- _GIVEN PASSAGE_
::::

Roy Robinson, general manager of the Water Utility Authority, explains. “The first design was done in the ’50s and ’60s. The Broadway pump station was built in 1956. … We can’t even find parts for [the pump stations].”

Parts he does find often come from salvage yards and companies that make equipment similar to—though not exactly like—the original pump parts. Westinghouse, the electrical equipment company whose imprint is prominently displayed on the 1,200-horsepower pumps Downtown, stopped making these metal hulks years ago, thus making the all-too-frequent breakdowns at Broadway a monumental undertaking to fix.

“We’re cannibalizing parts from other cities,” Robinson says.

Robinson’s organization broke from the city three years ago in a complicated deal that leaves the Water Utility Authority responsible for running pump stations, while the city technically owns them. Albuquerque’s wastewater pumps are old enough to be grandparents. Worse yet, says Robinson, they’ve been retrofitted with nonstandard, often salvaged parts. Small wonder that flooding is such a problem Downtown, highlighted, of course, by the raw sewage and stormwater that wreaked so much havoc on Barelas and Martineztown last month.

That might soon change. City Councilor Isaac Benton, whose district includes those two predominantly Hispanic, working-class enclaves, won unanimous Council approval last week for a resolution he sponsored that would mitigate future flood problems. It obliges the city to work with the Water Utility Authority to inspect and test pumps regularly, starting within the next 45 days. Hopefully, newer equipment’s not far behind.

When Benton toured Martineztown after a recent flood, he learned that, because of a break in the waterline, sewage had tainted the stormwater. (Robinson estimates that 10 percent of the Martineztown flood was sewage.) Benton confirmed that 20 Barelas homeowners recently threatened to sue the city for negligence and are seeking compensation for home damage caused by Albuquerque’s ill-equipped drainage system.

Benton won’t comment on the lawsuit, though he’s aware of the possible legal action.

“I don’t think this has been negligence or intentional,” Benton insists. “My whole purpose of this bill is to raise awareness. There are limitations to what storm drainage systems can handle, and we need to know what they are. We need emergency plans, traffic control plans. …”

And an overhauled facility. On a recent tour of the Broadway pump station, which has been at the center of the flooding controversy of the past month, Robinson and Superintendent Jerry Morse explained how pump stations work, how the system has failed and what needs to be done.

If a part breaks at one of the pumps, “we’re down three, four months,” says Morse, a burly Nebraska native on the verge of retiring from the Authority. With the new legislation, he says, “at least we’ll be able to get parts.”

The Broadway station sits in a nondescript stretch of road Downtown, the kind of place you’ve probably driven past countless times and never noticed. Inside the fenced-off facility, a retention pool sits a couple of stories below ground level. Water that flows through the streets and into gutters ends up here, along with heaps of trash that get washed away.

::::

[Object-pointing dataset rows]
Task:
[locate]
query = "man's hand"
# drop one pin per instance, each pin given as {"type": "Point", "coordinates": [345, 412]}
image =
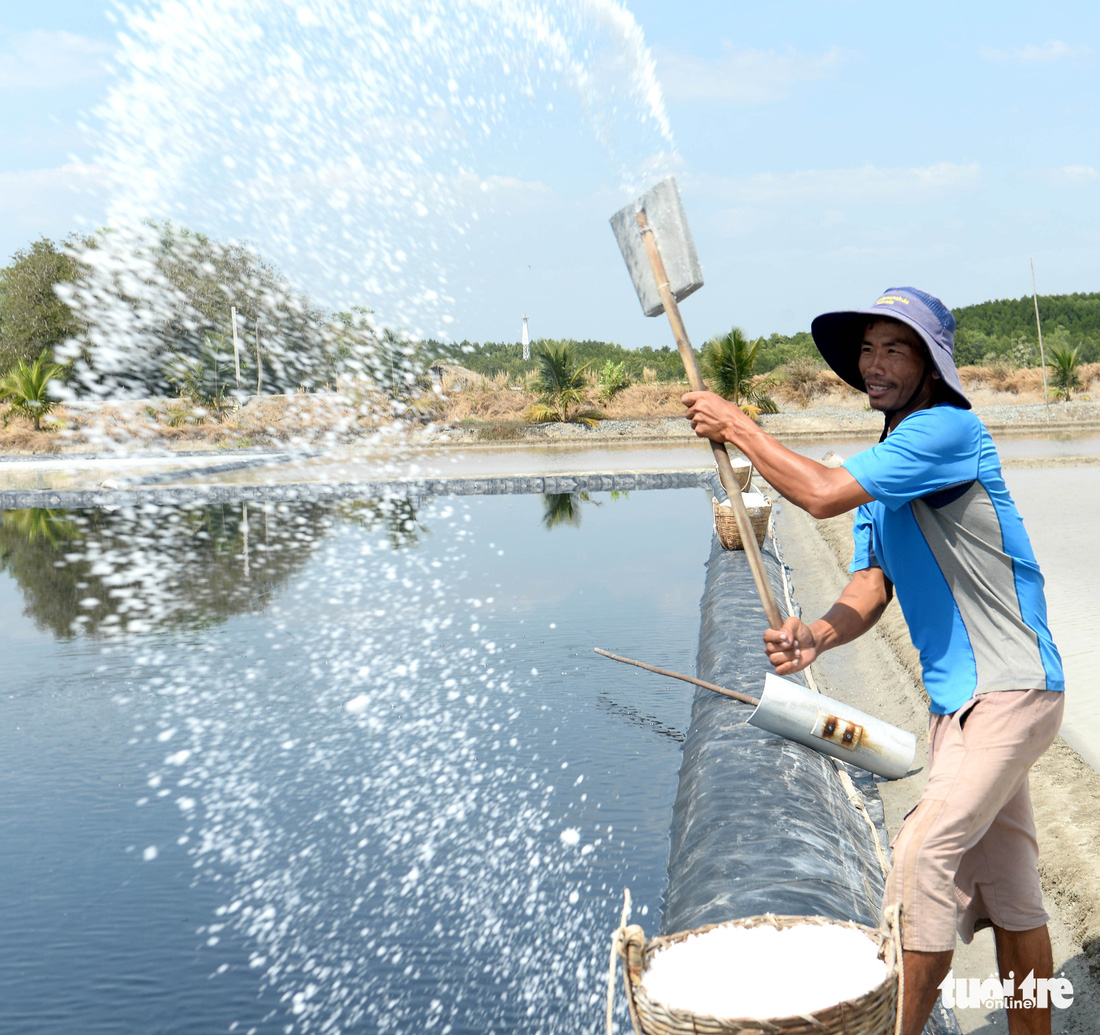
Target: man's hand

::::

- _INSTRUCTIONS_
(1) Starting at the words "That might soon" and stopping after "not far behind.", reproduce that part of the pump station article with "45 days" switched to "30 days".
(2) Answer these from the pump station article:
(a) In what year was the Broadway pump station built?
(b) What horsepower are the Westinghouse-imprinted pumps Downtown?
(c) How many Barelas homeowners threatened to sue the city?

- _SOLUTIONS BELOW_
(1)
That might soon change. City Councilor Isaac Benton, whose district includes those two predominantly Hispanic, working-class enclaves, won unanimous Council approval last week for a resolution he sponsored that would mitigate future flood problems. It obliges the city to work with the Water Utility Authority to inspect and test pumps regularly, starting within the next 30 days. Hopefully, newer equipment’s not far behind.

(2)
(a) 1956
(b) 1,200 horsepower
(c) 20